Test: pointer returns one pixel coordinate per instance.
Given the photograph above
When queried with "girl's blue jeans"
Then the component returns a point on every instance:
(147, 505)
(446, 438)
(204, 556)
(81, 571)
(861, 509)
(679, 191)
* * * * * * * * *
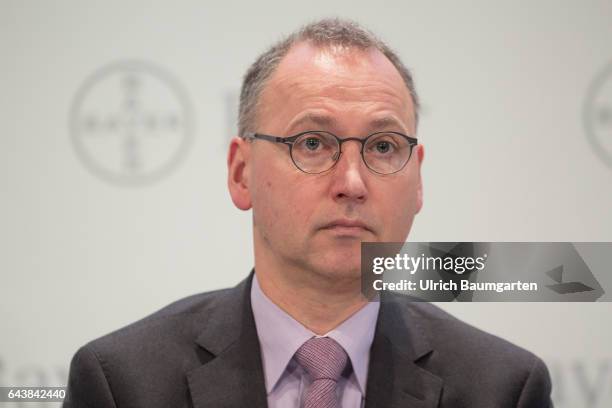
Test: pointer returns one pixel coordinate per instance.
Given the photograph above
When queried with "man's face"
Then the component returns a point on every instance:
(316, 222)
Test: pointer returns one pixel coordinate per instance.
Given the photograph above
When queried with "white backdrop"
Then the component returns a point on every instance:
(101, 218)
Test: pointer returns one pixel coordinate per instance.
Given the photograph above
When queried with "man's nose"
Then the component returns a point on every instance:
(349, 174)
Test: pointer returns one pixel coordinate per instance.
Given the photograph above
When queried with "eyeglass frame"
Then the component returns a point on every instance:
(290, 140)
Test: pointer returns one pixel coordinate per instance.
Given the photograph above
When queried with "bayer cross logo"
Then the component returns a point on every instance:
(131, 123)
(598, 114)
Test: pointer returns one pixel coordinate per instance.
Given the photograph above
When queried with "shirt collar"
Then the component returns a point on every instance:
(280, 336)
* * * * * * * * *
## Activity
Find the string "queried" in the listing and copy every line in which it occurs.

## Answer below
When queried with "girl's blue jeans"
When queried with "man's face"
When queried with "white backdrop"
When queried with "man's nose"
When queried with "eyeglass frame"
When queried with "bayer cross logo"
When queried with "shirt collar"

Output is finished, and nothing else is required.